*What is expected*
From the line that includes "Place one point on every instance of the potted" to the last line of the data, quote each line precisely; both boundary lines belong in the answer.

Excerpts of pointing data
** Start **

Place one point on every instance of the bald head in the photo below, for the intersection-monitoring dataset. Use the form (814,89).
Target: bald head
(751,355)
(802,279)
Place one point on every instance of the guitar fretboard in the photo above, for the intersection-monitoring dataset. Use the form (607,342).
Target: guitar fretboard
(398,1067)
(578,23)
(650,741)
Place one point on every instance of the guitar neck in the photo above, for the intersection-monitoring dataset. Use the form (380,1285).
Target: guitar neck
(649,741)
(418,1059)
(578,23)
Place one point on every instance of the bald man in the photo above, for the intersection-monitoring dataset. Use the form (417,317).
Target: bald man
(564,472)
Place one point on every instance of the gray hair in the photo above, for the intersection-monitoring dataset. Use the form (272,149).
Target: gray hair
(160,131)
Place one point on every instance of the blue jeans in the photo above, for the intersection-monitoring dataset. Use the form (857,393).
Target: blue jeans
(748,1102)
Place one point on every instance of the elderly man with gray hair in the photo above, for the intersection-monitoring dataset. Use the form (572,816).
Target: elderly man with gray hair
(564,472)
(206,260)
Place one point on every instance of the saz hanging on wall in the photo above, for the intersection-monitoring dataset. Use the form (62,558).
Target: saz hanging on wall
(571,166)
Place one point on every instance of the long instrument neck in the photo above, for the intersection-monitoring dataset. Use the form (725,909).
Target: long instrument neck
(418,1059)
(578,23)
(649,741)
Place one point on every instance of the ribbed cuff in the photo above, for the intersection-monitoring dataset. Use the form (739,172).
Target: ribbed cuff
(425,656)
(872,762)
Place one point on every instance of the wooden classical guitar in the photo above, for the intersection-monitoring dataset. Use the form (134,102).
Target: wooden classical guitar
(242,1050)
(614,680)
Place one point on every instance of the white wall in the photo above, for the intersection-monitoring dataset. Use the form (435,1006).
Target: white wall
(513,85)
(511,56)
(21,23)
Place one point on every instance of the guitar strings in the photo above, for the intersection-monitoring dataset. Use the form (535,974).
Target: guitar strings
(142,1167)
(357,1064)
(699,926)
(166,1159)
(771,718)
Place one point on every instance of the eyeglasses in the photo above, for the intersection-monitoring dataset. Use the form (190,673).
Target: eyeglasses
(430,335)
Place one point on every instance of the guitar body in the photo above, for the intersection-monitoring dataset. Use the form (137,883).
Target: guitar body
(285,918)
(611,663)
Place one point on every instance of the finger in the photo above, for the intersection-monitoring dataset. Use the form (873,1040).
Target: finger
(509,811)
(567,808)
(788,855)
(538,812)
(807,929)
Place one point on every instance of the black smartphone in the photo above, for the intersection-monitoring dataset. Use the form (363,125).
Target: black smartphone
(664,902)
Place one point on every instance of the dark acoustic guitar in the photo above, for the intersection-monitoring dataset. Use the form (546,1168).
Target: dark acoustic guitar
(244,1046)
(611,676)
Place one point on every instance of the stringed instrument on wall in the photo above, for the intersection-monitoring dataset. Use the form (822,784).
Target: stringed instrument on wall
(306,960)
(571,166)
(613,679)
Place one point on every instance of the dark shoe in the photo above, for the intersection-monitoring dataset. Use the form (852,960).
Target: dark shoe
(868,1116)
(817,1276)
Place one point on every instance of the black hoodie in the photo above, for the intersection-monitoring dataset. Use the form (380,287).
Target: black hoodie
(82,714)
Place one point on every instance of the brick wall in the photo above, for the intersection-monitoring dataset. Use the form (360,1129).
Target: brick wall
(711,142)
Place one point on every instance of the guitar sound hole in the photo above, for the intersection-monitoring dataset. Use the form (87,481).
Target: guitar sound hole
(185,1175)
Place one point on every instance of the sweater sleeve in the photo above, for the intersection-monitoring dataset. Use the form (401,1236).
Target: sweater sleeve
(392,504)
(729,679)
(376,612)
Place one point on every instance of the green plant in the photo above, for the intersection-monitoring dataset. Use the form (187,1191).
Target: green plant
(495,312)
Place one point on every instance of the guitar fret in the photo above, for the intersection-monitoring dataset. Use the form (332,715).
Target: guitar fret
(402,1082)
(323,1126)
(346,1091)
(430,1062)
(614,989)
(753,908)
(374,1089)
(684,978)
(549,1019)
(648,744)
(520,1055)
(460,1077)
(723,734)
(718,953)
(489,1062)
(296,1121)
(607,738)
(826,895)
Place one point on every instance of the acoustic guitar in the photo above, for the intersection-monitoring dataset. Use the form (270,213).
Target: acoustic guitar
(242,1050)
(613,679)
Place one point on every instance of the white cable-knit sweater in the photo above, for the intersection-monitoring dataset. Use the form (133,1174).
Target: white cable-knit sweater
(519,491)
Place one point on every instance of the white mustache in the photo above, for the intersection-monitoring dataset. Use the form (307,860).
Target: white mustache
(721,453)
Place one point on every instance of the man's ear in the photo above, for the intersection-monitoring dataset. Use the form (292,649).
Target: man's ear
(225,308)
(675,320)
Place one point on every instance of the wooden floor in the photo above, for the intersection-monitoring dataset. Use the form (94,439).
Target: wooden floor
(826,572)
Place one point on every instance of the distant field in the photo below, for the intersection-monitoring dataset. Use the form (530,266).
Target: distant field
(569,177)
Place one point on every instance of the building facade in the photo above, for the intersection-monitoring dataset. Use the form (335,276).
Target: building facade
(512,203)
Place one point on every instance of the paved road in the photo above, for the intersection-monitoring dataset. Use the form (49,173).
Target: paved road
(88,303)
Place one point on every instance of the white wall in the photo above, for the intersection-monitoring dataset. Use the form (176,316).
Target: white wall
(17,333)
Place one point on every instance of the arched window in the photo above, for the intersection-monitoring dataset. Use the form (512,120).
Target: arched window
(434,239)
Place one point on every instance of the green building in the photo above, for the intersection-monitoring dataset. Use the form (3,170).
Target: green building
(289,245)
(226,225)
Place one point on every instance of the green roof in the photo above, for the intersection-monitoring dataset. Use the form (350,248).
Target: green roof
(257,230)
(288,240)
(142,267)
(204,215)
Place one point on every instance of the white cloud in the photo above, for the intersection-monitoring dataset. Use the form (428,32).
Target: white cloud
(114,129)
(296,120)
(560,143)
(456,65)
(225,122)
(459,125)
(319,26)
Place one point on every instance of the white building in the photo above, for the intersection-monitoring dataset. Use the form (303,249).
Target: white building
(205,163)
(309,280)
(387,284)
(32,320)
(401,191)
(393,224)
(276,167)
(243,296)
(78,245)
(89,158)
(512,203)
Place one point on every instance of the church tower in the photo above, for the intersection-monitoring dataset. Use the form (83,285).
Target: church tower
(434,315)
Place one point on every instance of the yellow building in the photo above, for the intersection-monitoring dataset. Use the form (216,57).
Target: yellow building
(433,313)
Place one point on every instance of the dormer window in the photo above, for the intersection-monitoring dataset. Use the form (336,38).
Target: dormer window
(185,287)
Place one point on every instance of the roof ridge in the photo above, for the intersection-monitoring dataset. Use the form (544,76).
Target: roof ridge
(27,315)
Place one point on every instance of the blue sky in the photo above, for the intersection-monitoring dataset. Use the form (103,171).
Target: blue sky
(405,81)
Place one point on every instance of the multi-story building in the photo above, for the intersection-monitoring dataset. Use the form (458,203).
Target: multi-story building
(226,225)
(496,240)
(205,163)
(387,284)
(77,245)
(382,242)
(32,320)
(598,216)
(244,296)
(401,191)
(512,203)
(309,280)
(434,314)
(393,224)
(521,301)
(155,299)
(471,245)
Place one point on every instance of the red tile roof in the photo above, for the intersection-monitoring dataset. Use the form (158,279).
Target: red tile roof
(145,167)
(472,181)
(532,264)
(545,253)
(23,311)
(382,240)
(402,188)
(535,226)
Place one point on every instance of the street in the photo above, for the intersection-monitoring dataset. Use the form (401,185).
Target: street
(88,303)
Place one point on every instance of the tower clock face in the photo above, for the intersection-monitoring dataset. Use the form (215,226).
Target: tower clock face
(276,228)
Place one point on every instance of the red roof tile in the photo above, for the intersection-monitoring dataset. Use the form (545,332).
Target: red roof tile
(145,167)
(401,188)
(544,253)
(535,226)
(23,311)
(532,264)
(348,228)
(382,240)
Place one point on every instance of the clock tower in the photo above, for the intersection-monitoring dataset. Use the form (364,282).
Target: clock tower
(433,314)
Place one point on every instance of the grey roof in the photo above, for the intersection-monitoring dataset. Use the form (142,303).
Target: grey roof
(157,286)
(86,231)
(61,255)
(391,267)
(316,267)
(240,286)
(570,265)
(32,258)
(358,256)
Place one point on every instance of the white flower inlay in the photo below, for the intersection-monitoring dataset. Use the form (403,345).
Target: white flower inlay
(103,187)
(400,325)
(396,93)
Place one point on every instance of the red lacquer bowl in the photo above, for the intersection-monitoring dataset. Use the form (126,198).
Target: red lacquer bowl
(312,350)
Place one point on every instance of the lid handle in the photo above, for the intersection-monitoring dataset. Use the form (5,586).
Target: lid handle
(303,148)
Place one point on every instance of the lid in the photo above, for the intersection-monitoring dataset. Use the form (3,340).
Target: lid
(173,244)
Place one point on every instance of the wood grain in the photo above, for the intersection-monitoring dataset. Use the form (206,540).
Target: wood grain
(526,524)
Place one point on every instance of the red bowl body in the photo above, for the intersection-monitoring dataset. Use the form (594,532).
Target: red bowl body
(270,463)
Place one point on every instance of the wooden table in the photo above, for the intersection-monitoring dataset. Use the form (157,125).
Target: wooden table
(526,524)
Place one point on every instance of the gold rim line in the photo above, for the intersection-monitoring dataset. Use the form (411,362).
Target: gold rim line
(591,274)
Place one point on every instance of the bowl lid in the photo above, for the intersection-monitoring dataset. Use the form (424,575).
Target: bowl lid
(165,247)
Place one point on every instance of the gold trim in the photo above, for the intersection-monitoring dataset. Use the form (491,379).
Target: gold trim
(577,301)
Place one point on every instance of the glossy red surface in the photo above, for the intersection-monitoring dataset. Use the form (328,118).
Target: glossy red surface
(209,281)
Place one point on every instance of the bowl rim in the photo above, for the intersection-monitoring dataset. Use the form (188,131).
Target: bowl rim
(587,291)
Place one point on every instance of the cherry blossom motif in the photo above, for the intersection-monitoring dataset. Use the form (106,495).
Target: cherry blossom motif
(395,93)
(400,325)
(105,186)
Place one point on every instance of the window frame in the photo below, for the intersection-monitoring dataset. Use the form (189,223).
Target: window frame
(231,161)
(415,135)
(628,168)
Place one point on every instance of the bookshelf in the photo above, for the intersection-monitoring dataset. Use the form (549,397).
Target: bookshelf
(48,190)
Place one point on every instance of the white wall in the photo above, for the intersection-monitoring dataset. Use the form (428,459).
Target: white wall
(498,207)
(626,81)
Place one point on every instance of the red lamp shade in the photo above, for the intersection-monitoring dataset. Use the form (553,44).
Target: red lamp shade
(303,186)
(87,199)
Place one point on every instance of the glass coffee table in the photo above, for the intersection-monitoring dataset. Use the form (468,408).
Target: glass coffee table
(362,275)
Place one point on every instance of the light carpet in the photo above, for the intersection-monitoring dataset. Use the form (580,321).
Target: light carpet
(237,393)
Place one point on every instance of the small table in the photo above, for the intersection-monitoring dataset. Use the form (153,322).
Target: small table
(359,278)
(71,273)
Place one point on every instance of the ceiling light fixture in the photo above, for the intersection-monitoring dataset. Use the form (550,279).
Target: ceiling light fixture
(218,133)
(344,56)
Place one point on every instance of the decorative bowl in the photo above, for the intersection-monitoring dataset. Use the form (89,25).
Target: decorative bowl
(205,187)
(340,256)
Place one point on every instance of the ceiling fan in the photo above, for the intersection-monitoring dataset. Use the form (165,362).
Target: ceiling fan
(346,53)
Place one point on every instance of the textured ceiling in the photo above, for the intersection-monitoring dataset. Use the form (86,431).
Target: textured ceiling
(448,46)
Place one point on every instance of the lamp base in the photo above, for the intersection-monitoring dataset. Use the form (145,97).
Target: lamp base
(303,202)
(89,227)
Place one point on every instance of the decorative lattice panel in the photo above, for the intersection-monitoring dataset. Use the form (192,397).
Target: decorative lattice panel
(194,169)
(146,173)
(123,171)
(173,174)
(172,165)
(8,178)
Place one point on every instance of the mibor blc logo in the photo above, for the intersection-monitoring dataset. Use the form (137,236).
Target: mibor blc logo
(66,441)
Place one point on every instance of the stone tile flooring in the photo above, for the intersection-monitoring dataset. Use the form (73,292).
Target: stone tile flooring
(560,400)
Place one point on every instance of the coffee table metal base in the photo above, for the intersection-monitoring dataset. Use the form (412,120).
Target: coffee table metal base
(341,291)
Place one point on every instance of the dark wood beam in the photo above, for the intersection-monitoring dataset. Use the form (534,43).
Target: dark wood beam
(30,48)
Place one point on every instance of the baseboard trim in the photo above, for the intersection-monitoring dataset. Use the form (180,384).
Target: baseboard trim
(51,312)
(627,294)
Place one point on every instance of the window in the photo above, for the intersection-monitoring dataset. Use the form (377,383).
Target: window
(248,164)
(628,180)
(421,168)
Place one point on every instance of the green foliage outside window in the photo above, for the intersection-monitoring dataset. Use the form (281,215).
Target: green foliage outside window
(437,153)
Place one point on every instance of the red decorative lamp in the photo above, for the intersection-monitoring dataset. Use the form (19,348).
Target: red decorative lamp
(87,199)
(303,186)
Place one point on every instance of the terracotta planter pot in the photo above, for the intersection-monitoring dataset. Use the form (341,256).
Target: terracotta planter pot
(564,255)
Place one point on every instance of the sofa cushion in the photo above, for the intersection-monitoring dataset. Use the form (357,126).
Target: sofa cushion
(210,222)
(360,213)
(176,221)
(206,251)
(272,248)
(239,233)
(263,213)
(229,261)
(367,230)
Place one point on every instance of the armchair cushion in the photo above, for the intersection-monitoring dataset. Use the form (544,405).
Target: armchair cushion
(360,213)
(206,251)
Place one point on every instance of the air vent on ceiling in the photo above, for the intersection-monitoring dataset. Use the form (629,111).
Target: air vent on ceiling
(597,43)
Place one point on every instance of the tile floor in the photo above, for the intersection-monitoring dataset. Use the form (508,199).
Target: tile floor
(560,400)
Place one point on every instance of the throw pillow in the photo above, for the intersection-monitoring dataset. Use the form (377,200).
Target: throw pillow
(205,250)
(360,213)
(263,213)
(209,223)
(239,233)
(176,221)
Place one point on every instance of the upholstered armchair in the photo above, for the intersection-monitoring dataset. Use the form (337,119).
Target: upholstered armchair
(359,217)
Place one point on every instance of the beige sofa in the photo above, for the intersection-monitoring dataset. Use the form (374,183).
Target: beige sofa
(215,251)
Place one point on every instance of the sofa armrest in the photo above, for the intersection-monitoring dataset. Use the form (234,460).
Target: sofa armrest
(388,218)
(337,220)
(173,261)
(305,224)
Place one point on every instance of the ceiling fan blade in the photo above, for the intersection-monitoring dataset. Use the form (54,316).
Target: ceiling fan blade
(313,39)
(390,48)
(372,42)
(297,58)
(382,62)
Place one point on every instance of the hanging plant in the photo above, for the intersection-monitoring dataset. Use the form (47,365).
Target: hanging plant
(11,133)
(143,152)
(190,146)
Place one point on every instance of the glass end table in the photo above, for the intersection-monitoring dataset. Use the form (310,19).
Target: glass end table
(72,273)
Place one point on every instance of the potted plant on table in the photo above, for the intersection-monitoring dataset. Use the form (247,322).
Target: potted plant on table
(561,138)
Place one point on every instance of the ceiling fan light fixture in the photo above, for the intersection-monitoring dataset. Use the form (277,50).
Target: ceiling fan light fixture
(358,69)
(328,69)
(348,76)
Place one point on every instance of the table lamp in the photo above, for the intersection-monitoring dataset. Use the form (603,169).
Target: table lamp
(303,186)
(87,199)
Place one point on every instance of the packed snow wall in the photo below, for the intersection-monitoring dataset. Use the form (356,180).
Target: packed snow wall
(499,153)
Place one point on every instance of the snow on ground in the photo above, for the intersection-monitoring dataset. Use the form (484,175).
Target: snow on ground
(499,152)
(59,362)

** End **

*Finished answer*
Place one point on every instance of the potted plant on table in the photo above, for the intersection-monitoring dataset. Use the form (247,322).
Target: potted plant on table
(561,138)
Place one point on every instance of the ceiling fan light fixture in the photo above, for the intersection-monitoring dataset. Use the form (277,50).
Target: ceiling fan light fixture
(358,69)
(328,69)
(348,76)
Place one point on every instance of the table lamp in the photo above, for the intersection-monitoring dataset. Use the form (603,169).
Target: table lamp
(303,186)
(87,199)
Place one point on every instance of the packed snow wall in the photo below, for the intersection-monitoring dataset. Use the form (356,180).
Target: packed snow wall
(499,153)
Place one point on every instance of the snow on ground in the photo above, for the intersection-monitoring dataset. Use the form (484,175).
Target: snow on ground
(499,152)
(59,362)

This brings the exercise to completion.